LIST OF TASKS:
• A. Translate this sentence from the extract on propeller performance in waves into Spanish: "This paper performed a preliminary study and analysis on the influence of waves on the hydrodynamic performance of the propeller by experimental and numerical simulation methods."
• B. Please transcribe the extract on propeller performance in waves, starting with "This paper performed" and going on through "numerical simulation methods.".

EXTRACT PROVIDED:
From an experimental research aspect, Lee, et al. (1983) researched the depth change and open-water characteristics relationship of propeller. They also studied the performance of a propeller under racing conditions. The propeller load fluctuations in waves are discussed together with blade stress and hull pressure fluctuations in waves. Jia, et al. (1990) continued the open-water tests with different conditions. They investigated the scaling problem of the ventilated propellers immersed near the free surface and studied the scaling theory, proposed the methods of judging the state of partial ventilation or super ventilation. And also developed the approximate formulate for predicting the performance of ventilated propeller. Paik, et al. (2005) performed the experiments in a circulating water channel to investigate the effects of a free surface on the wake behind a rotating propeller by using the particle image velocimetry technique. They found the free surface affect the axial velocity component and vortex structure behind the propeller. Guo, et al. (2012) conducted the experiment of a certain propeller under the same regular waves and different depths of propeller shaft. They studied the influence of depths of propeller shaft on thrust coefficient, torque coefficient and efficiency in calm water. The ventilation, runaway phenomenon of the propeller and the unsteady performance of the propeller in waves were also analyzed.

This paper performed a preliminary study and analysis on the influence of waves on the hydrodynamic performance of the propeller by experimental and numerical simulation methods.

2 Geometry and numerical methods

The experiment is performed in the Ship Model Towing Tank Lab in Harbin Engineering University, China.

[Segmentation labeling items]
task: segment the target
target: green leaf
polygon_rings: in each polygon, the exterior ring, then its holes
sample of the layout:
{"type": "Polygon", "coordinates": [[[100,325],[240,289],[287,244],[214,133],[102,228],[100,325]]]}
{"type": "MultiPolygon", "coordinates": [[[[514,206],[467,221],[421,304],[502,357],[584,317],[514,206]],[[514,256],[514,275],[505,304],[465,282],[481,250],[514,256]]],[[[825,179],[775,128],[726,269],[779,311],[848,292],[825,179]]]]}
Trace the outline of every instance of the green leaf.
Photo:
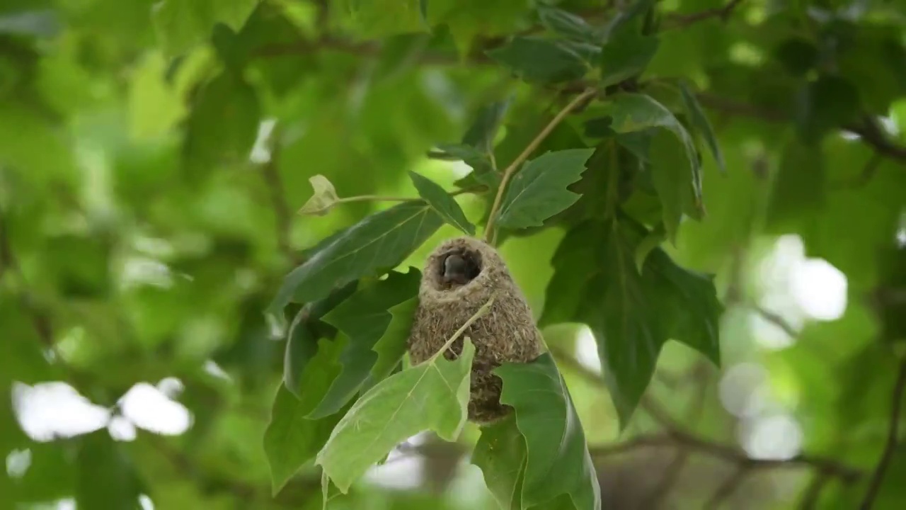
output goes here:
{"type": "Polygon", "coordinates": [[[516,425],[515,417],[509,416],[481,428],[471,463],[481,469],[485,485],[500,508],[522,509],[525,440],[516,425]]]}
{"type": "MultiPolygon", "coordinates": [[[[476,115],[472,125],[462,137],[461,143],[474,147],[483,153],[490,153],[494,149],[494,139],[497,135],[504,116],[509,109],[512,98],[496,101],[483,107],[476,115]]],[[[465,158],[463,158],[465,160],[465,158]]]]}
{"type": "Polygon", "coordinates": [[[577,510],[601,508],[601,487],[573,398],[545,352],[530,363],[504,363],[500,401],[512,406],[527,453],[523,508],[568,495],[577,510]]]}
{"type": "Polygon", "coordinates": [[[342,416],[338,413],[316,420],[305,417],[340,374],[338,361],[347,341],[339,336],[333,341],[319,342],[317,354],[303,372],[301,398],[283,385],[277,389],[264,439],[275,494],[318,453],[342,416]]]}
{"type": "Polygon", "coordinates": [[[767,204],[766,229],[790,231],[797,221],[817,213],[824,206],[824,162],[820,146],[795,141],[787,144],[767,204]]]}
{"type": "Polygon", "coordinates": [[[796,123],[806,143],[814,143],[824,135],[852,123],[862,109],[859,90],[849,80],[822,74],[808,83],[796,103],[796,123]]]}
{"type": "Polygon", "coordinates": [[[439,184],[414,172],[410,172],[409,177],[419,191],[419,196],[434,208],[444,221],[470,236],[475,235],[475,225],[468,221],[459,204],[439,184]]]}
{"type": "MultiPolygon", "coordinates": [[[[660,248],[651,250],[640,272],[636,256],[650,235],[622,214],[606,223],[576,227],[564,238],[558,254],[585,246],[594,263],[578,266],[572,257],[555,256],[547,292],[554,296],[553,289],[563,289],[554,288],[557,281],[585,282],[573,289],[580,295],[569,301],[576,303],[573,314],[561,307],[554,319],[584,322],[594,333],[621,427],[638,406],[668,339],[689,345],[715,364],[720,360],[718,319],[723,308],[713,278],[676,265],[660,248]]],[[[541,323],[553,323],[546,316],[545,310],[541,323]]]]}
{"type": "Polygon", "coordinates": [[[696,99],[695,93],[689,89],[685,82],[680,83],[680,93],[682,95],[682,102],[686,106],[686,113],[692,122],[692,125],[701,133],[701,136],[705,139],[705,142],[708,143],[708,147],[711,150],[711,155],[714,156],[714,161],[718,163],[718,168],[720,169],[720,172],[726,173],[727,164],[724,162],[724,155],[720,152],[720,145],[718,143],[718,138],[714,134],[714,129],[711,128],[711,123],[708,120],[708,116],[705,115],[704,110],[701,109],[701,104],[699,104],[699,100],[696,99]]]}
{"type": "Polygon", "coordinates": [[[467,418],[475,346],[467,337],[459,357],[443,356],[394,374],[368,390],[346,413],[318,453],[317,464],[343,493],[398,444],[431,430],[453,441],[467,418]]]}
{"type": "Polygon", "coordinates": [[[299,213],[309,216],[327,214],[340,200],[336,189],[326,177],[321,174],[309,177],[308,181],[312,183],[314,194],[302,206],[299,213]]]}
{"type": "Polygon", "coordinates": [[[198,93],[184,147],[189,172],[207,175],[218,165],[248,161],[261,120],[255,89],[241,77],[223,73],[198,93]]]}
{"type": "Polygon", "coordinates": [[[259,0],[162,0],[151,9],[160,44],[176,56],[207,39],[218,23],[237,32],[259,0]]]}
{"type": "Polygon", "coordinates": [[[399,265],[443,220],[428,204],[404,202],[337,232],[284,280],[268,311],[278,317],[290,300],[321,299],[334,287],[399,265]]]}
{"type": "Polygon", "coordinates": [[[601,48],[601,86],[641,74],[658,53],[659,45],[657,37],[632,31],[621,32],[611,38],[601,48]]]}
{"type": "Polygon", "coordinates": [[[682,145],[670,132],[659,130],[651,138],[649,151],[651,181],[660,199],[661,218],[667,238],[676,243],[677,231],[682,213],[692,202],[692,190],[689,185],[689,168],[686,166],[682,145]]]}
{"type": "MultiPolygon", "coordinates": [[[[658,190],[661,201],[664,202],[665,209],[670,209],[670,211],[665,210],[664,224],[670,240],[675,239],[676,227],[680,221],[678,211],[685,211],[697,219],[700,219],[704,211],[701,195],[701,168],[692,138],[670,110],[648,95],[618,94],[614,96],[608,111],[613,118],[611,127],[617,132],[625,133],[651,128],[661,128],[673,133],[681,144],[688,164],[681,164],[675,161],[675,158],[661,156],[659,160],[662,164],[655,165],[655,168],[652,169],[654,173],[661,173],[660,176],[661,185],[658,187],[655,184],[655,188],[658,190]],[[676,186],[674,187],[672,184],[676,184],[676,186]],[[688,197],[687,200],[688,193],[691,193],[691,197],[688,197]]],[[[658,136],[654,136],[653,142],[658,142],[661,149],[669,152],[670,155],[676,153],[674,148],[670,147],[662,137],[659,139],[658,136]]],[[[649,151],[650,158],[653,159],[658,154],[659,150],[657,149],[649,151]]],[[[657,182],[659,177],[655,175],[654,178],[657,182]]]]}
{"type": "Polygon", "coordinates": [[[526,162],[506,189],[497,225],[510,229],[541,226],[575,203],[580,195],[566,187],[580,179],[593,152],[567,149],[545,152],[526,162]]]}
{"type": "Polygon", "coordinates": [[[571,82],[588,72],[584,60],[576,52],[540,37],[519,35],[487,53],[526,82],[571,82]]]}
{"type": "Polygon", "coordinates": [[[539,5],[538,19],[545,28],[564,37],[593,44],[598,42],[594,27],[588,25],[588,22],[581,16],[568,11],[539,5]]]}
{"type": "Polygon", "coordinates": [[[392,319],[388,309],[417,296],[420,282],[421,273],[415,268],[408,273],[390,271],[386,280],[360,285],[355,294],[324,315],[322,320],[344,333],[350,341],[340,356],[342,370],[306,418],[333,415],[359,391],[378,360],[373,348],[392,319]]]}
{"type": "Polygon", "coordinates": [[[79,437],[76,462],[79,508],[132,510],[139,506],[143,484],[106,428],[79,437]]]}
{"type": "Polygon", "coordinates": [[[319,301],[305,303],[290,324],[284,354],[284,384],[296,397],[302,397],[302,374],[318,351],[318,338],[333,338],[336,329],[321,318],[355,292],[358,281],[334,289],[319,301]]]}
{"type": "Polygon", "coordinates": [[[383,380],[400,364],[409,348],[409,335],[418,308],[419,298],[416,296],[387,310],[393,319],[390,319],[383,336],[374,344],[373,350],[378,353],[378,359],[371,368],[371,375],[361,385],[363,389],[367,390],[383,380]]]}
{"type": "Polygon", "coordinates": [[[361,38],[425,31],[425,7],[419,0],[342,0],[337,4],[361,38]]]}
{"type": "Polygon", "coordinates": [[[635,0],[635,2],[630,4],[628,7],[621,11],[607,25],[605,30],[607,39],[610,40],[623,30],[630,30],[632,25],[631,24],[627,26],[627,24],[635,21],[640,15],[648,12],[654,5],[655,2],[657,0],[635,0]]]}

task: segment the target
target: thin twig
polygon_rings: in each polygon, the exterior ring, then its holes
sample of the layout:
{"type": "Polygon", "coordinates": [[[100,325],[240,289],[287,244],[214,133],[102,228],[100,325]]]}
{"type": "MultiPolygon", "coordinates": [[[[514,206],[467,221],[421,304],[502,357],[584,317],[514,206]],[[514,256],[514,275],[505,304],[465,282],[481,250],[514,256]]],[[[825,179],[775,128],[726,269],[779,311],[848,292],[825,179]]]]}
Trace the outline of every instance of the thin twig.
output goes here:
{"type": "Polygon", "coordinates": [[[756,313],[757,313],[765,320],[783,329],[784,332],[789,335],[791,338],[795,338],[796,337],[799,336],[799,331],[797,331],[795,328],[793,327],[792,324],[787,322],[786,319],[781,317],[779,314],[776,314],[758,305],[752,306],[752,309],[755,310],[756,313]]]}
{"type": "Polygon", "coordinates": [[[290,242],[293,211],[286,202],[286,195],[284,193],[283,180],[280,178],[278,166],[282,148],[280,132],[280,128],[275,125],[270,133],[270,157],[262,167],[261,172],[267,183],[267,189],[271,194],[271,203],[274,207],[274,215],[276,218],[277,244],[284,255],[293,260],[294,254],[293,245],[290,242]]]}
{"type": "Polygon", "coordinates": [[[705,9],[698,13],[692,13],[690,15],[678,15],[675,16],[670,16],[669,21],[670,25],[669,28],[680,28],[683,26],[689,26],[689,25],[699,23],[699,21],[704,21],[710,18],[720,18],[720,21],[727,22],[733,14],[733,10],[742,4],[743,0],[730,0],[723,7],[715,7],[712,9],[705,9]]]}
{"type": "Polygon", "coordinates": [[[491,212],[487,217],[487,226],[485,228],[486,241],[490,240],[491,234],[494,231],[495,216],[496,216],[497,210],[500,209],[500,202],[503,200],[504,191],[506,189],[506,184],[509,182],[510,178],[513,177],[513,174],[519,169],[519,165],[525,162],[525,160],[532,155],[532,152],[534,152],[538,146],[541,145],[541,142],[544,142],[549,134],[551,134],[551,132],[553,132],[554,129],[556,128],[567,115],[597,93],[597,89],[589,88],[586,89],[585,92],[573,98],[573,101],[569,102],[569,104],[558,112],[557,114],[551,119],[551,122],[541,130],[541,132],[539,132],[537,136],[535,136],[535,139],[525,146],[525,149],[524,149],[523,152],[516,156],[515,160],[513,160],[513,162],[511,162],[509,166],[504,170],[503,178],[500,180],[500,186],[497,188],[497,194],[494,197],[494,205],[491,206],[491,212]]]}
{"type": "MultiPolygon", "coordinates": [[[[558,361],[569,365],[580,376],[593,384],[604,387],[603,379],[583,367],[575,358],[568,355],[562,348],[556,347],[550,347],[549,348],[551,354],[558,361]]],[[[653,399],[643,398],[641,405],[666,429],[665,432],[660,434],[643,434],[612,445],[592,446],[589,448],[589,452],[593,456],[612,456],[646,446],[684,446],[698,453],[707,454],[732,464],[745,465],[753,468],[813,467],[830,476],[840,477],[847,483],[853,482],[863,476],[863,472],[859,469],[846,466],[834,459],[806,454],[802,454],[789,459],[751,458],[746,452],[737,446],[708,441],[692,433],[686,432],[653,399]]]]}
{"type": "Polygon", "coordinates": [[[872,481],[869,483],[868,492],[863,499],[860,510],[869,510],[874,504],[874,498],[881,490],[881,484],[884,480],[887,468],[893,459],[893,453],[897,449],[898,436],[900,435],[900,415],[902,407],[903,392],[906,391],[906,358],[900,362],[900,371],[897,375],[897,381],[893,385],[892,404],[891,406],[891,422],[887,431],[887,444],[884,446],[884,453],[881,456],[877,467],[872,474],[872,481]]]}
{"type": "MultiPolygon", "coordinates": [[[[759,108],[707,93],[699,93],[696,94],[696,97],[703,106],[727,113],[752,117],[772,123],[785,123],[790,120],[788,114],[780,111],[759,108]]],[[[897,145],[890,141],[877,122],[871,118],[866,117],[858,124],[844,124],[840,126],[840,129],[850,134],[859,136],[863,143],[872,147],[875,152],[882,156],[899,162],[906,162],[906,147],[897,145]]]]}

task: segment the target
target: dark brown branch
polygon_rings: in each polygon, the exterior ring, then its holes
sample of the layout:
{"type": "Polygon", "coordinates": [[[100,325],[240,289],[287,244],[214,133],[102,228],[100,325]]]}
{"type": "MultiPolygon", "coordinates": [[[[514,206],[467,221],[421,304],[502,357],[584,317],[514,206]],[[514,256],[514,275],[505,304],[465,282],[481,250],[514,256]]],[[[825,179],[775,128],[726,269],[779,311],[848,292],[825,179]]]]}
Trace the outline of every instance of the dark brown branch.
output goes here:
{"type": "Polygon", "coordinates": [[[720,505],[727,501],[727,499],[733,495],[736,492],[737,487],[739,486],[746,479],[748,475],[748,466],[737,466],[736,471],[733,475],[730,475],[718,490],[714,492],[714,495],[708,500],[708,504],[705,505],[706,510],[716,510],[720,508],[720,505]]]}
{"type": "Polygon", "coordinates": [[[691,15],[678,15],[670,16],[668,18],[668,21],[670,22],[668,28],[689,26],[689,25],[710,18],[719,18],[720,21],[726,23],[727,20],[729,19],[730,15],[733,14],[733,10],[738,7],[739,4],[742,4],[742,2],[743,0],[730,0],[723,7],[706,9],[691,15]]]}
{"type": "MultiPolygon", "coordinates": [[[[551,354],[561,363],[577,371],[580,376],[593,384],[603,387],[604,381],[600,376],[592,372],[573,357],[563,349],[553,347],[551,354]]],[[[729,445],[711,442],[687,432],[663,409],[660,404],[651,398],[642,398],[641,406],[665,431],[660,434],[643,434],[612,445],[601,445],[589,447],[593,456],[606,456],[633,451],[649,446],[681,446],[689,450],[707,454],[710,456],[723,459],[737,466],[750,468],[779,468],[779,467],[812,467],[821,473],[837,476],[844,482],[855,481],[863,476],[863,472],[836,460],[807,454],[798,455],[789,459],[758,459],[749,457],[745,451],[729,445]]]]}
{"type": "Polygon", "coordinates": [[[893,402],[891,405],[891,422],[887,431],[887,444],[884,446],[884,453],[881,456],[877,467],[872,474],[872,481],[869,483],[868,491],[863,499],[860,510],[869,510],[874,504],[874,499],[881,490],[881,484],[884,480],[887,468],[893,460],[893,454],[897,449],[900,436],[900,416],[901,414],[903,392],[906,391],[906,358],[900,362],[900,371],[897,374],[896,383],[893,385],[893,402]]]}
{"type": "Polygon", "coordinates": [[[802,503],[799,508],[802,510],[814,510],[818,507],[818,498],[821,497],[821,491],[824,490],[831,477],[826,473],[818,473],[812,483],[805,489],[805,494],[802,496],[802,503]]]}

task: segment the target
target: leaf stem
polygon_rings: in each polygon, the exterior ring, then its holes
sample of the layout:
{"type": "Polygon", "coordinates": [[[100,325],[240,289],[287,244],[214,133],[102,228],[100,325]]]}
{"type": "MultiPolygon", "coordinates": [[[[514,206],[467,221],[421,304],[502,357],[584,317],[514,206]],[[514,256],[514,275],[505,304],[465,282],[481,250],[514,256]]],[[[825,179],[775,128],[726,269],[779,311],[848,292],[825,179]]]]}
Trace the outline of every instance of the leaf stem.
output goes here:
{"type": "MultiPolygon", "coordinates": [[[[462,190],[450,191],[449,195],[451,197],[456,197],[466,193],[483,193],[487,191],[487,187],[485,186],[484,184],[480,184],[477,186],[471,186],[469,188],[463,188],[462,190]]],[[[353,201],[418,201],[422,199],[419,197],[385,197],[383,195],[357,195],[354,197],[338,198],[336,201],[332,202],[330,205],[327,205],[316,211],[308,211],[308,213],[317,214],[319,212],[323,212],[324,211],[328,211],[333,208],[338,203],[348,203],[353,201]]]]}
{"type": "Polygon", "coordinates": [[[492,294],[491,298],[487,299],[487,302],[485,303],[484,305],[481,305],[481,308],[478,309],[478,310],[476,311],[474,314],[472,314],[472,317],[468,318],[468,320],[467,320],[458,329],[457,329],[456,333],[453,333],[453,336],[450,337],[449,339],[448,339],[446,342],[444,342],[443,347],[441,347],[440,349],[438,350],[438,352],[435,352],[433,356],[429,358],[427,362],[433,363],[434,360],[438,358],[438,357],[442,355],[448,348],[450,348],[451,345],[453,345],[453,342],[455,342],[457,338],[462,336],[462,334],[466,331],[467,329],[468,329],[469,326],[471,326],[476,320],[480,319],[483,315],[487,313],[487,310],[491,309],[491,305],[494,304],[494,299],[496,298],[496,294],[492,294]]]}
{"type": "Polygon", "coordinates": [[[513,160],[513,162],[511,162],[509,166],[504,170],[504,176],[500,181],[500,186],[497,188],[497,194],[494,197],[494,205],[491,206],[491,213],[487,217],[487,226],[485,227],[485,241],[488,241],[491,239],[491,235],[494,231],[495,217],[497,214],[497,211],[500,209],[500,202],[503,201],[504,190],[506,189],[506,184],[509,183],[510,178],[513,177],[514,173],[516,173],[519,165],[525,162],[525,160],[527,160],[528,157],[532,155],[532,152],[534,152],[538,146],[541,145],[541,142],[551,134],[554,128],[557,127],[557,125],[559,125],[560,123],[566,118],[566,115],[569,115],[573,110],[578,108],[580,104],[584,103],[585,100],[597,93],[597,92],[598,91],[595,88],[588,88],[579,95],[575,96],[573,101],[569,103],[569,104],[564,106],[563,110],[557,113],[557,114],[551,119],[551,122],[541,130],[541,132],[539,132],[537,136],[535,136],[535,139],[525,146],[525,149],[524,149],[523,152],[516,156],[515,160],[513,160]]]}

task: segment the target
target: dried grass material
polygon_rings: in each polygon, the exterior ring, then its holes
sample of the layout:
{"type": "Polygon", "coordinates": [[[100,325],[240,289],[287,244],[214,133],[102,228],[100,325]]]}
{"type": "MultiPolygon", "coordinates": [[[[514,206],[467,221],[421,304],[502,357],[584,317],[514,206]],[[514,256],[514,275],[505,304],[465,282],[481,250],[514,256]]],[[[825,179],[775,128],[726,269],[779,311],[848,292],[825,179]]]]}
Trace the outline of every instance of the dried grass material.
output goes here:
{"type": "Polygon", "coordinates": [[[506,417],[511,408],[500,404],[503,381],[491,370],[505,361],[531,361],[541,354],[543,345],[532,311],[506,264],[490,245],[462,237],[439,246],[429,256],[421,278],[419,309],[409,338],[413,363],[438,352],[492,295],[496,296],[487,313],[469,326],[444,357],[455,358],[462,352],[463,338],[471,338],[476,351],[468,419],[488,424],[506,417]],[[464,285],[450,284],[444,278],[445,260],[454,253],[470,258],[480,270],[464,285]]]}

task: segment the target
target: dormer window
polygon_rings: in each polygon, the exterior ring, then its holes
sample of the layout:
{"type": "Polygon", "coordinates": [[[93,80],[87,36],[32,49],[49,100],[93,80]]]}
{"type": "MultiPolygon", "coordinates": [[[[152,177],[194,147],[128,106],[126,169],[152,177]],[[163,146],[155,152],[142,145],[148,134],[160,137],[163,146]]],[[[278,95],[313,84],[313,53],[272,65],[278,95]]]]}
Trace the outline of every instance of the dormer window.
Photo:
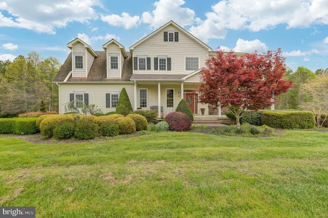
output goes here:
{"type": "Polygon", "coordinates": [[[179,32],[164,32],[164,41],[179,41],[179,32]]]}
{"type": "Polygon", "coordinates": [[[83,55],[75,55],[75,69],[83,69],[83,55]]]}

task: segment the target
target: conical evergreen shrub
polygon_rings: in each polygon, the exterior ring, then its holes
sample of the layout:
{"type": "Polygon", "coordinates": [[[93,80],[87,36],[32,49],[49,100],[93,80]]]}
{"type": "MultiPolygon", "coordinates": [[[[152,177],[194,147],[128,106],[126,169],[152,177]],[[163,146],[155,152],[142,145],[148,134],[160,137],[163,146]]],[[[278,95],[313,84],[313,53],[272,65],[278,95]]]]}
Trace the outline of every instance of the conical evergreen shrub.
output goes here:
{"type": "Polygon", "coordinates": [[[175,111],[177,112],[182,112],[188,115],[190,118],[190,119],[192,121],[194,120],[194,115],[193,112],[190,109],[190,107],[188,105],[188,104],[184,99],[181,99],[181,101],[179,102],[178,106],[176,107],[175,111]]]}
{"type": "Polygon", "coordinates": [[[116,105],[116,112],[123,116],[127,116],[133,112],[132,105],[130,101],[128,93],[127,93],[125,88],[124,88],[119,94],[118,101],[116,105]]]}

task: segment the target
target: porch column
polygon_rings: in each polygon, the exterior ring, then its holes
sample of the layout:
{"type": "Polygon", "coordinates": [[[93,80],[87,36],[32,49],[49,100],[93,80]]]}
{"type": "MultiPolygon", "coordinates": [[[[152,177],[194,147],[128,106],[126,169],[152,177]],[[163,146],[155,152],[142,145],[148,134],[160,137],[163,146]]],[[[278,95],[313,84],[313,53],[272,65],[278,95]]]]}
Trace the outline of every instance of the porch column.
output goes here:
{"type": "Polygon", "coordinates": [[[157,84],[157,89],[158,92],[158,118],[160,118],[160,82],[158,82],[157,84]]]}
{"type": "Polygon", "coordinates": [[[136,111],[137,110],[137,108],[138,107],[138,94],[137,93],[137,83],[135,81],[135,80],[134,80],[134,111],[136,111]]]}
{"type": "Polygon", "coordinates": [[[183,99],[183,83],[181,83],[181,91],[180,92],[181,93],[181,100],[183,99]]]}

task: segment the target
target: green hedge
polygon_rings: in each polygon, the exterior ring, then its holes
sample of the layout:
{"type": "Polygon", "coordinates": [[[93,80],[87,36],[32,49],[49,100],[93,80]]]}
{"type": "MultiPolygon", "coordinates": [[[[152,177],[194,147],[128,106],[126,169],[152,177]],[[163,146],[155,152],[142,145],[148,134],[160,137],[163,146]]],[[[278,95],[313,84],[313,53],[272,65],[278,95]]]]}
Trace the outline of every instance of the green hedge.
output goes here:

TASK-BY-TASK RESULTS:
• A. Este artículo realizó un estudio y análisis preliminar sobre la influencia de las olas en el rendimiento hidrodinámico de la hélice mediante métodos experimentales y de simulación numérica.

• B.
This paper performed a preliminary study and analysis on the influence of waves on the hydrodynamic performance of the propeller by experimental and numerical simulation methods.